How being autistic might predispose us to behavioral hazards.
I have spent quite a while trying to learn more about autism’s association with some of society’s most difficult struggles.
Exact numbers are difficult to gather, and the numbers give here have been extrapolated by averaging results of studies I examined.
There is much to be learned and decided, but there have been studies on autism and social struggles such as homelessness, substance abuse, eating disorders, suicide, crime rates, jail and prison time.
Here are some of the statistics I found, averaged by combining results, some were significantly higher or lower than the averages I quote here from each group of studies I looked at. I used studies done since 2015, and there was actually very little research done before this on the subject of autistic involvement in each of these social issues.
Autistic people are 7x more likely to struggle with substance abuse.
up to 12 percent of homeless people show features of autism in one recent study. T
here is still lack of much research being done in this area.
One survey of adults admitted for rehab in clinics across the country said up to 30 percent of the people admitted were autistic.
Up to 23 percent of admissions ( in a similar nationwide clinic survey ) for treatment of eating disorders were autistic.

> **WHAT THE TASK ASKS**
List every percentage figure in the piece on autism and behavioral hazards, along with the group each one describes. The saved entries have no connection to the piece on autism and behavioral hazards.

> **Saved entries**
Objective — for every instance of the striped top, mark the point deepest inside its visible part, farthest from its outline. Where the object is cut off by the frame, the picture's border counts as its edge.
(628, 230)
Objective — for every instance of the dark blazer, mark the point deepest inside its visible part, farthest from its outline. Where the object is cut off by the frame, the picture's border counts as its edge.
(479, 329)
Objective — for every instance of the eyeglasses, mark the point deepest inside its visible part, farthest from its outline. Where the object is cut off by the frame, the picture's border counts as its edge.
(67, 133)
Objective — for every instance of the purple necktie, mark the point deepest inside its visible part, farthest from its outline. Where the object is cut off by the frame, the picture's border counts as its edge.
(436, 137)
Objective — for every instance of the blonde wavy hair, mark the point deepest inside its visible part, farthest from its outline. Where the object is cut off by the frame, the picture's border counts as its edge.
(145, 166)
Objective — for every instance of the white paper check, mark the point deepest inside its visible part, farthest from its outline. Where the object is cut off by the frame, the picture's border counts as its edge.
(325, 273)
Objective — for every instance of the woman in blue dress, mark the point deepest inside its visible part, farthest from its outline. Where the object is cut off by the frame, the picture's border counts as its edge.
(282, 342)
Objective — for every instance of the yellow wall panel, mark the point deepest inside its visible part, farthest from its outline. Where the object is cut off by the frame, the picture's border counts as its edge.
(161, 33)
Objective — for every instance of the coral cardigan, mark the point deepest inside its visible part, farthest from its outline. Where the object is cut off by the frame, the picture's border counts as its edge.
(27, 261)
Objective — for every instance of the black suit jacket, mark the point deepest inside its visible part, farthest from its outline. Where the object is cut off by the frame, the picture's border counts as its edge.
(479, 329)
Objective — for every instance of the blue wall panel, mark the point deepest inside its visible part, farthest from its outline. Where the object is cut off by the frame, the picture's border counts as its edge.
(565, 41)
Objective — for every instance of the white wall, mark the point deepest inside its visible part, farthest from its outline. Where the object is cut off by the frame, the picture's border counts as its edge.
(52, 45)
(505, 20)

...

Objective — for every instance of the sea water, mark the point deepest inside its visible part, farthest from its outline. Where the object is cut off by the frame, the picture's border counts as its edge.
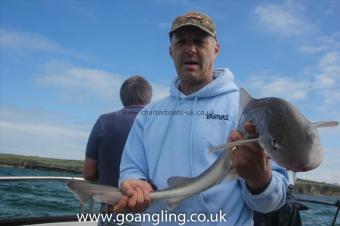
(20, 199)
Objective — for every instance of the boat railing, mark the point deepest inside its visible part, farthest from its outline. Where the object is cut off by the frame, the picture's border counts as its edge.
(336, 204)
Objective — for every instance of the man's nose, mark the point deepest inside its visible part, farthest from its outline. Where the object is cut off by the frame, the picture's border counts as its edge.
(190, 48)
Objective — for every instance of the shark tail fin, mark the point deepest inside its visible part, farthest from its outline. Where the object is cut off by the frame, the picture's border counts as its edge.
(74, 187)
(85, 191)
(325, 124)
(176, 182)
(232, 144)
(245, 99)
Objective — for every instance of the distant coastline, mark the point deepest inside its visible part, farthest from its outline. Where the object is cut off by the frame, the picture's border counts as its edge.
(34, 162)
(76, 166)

> **TASK OUTPUT**
- Up to 12 percent: homeless people who show features of autism in one recent study
- Up to 30 percent: adults admitted for rehab in clinics across the country who were autistic
- Up to 23 percent: admissions for treatment of eating disorders that were autistic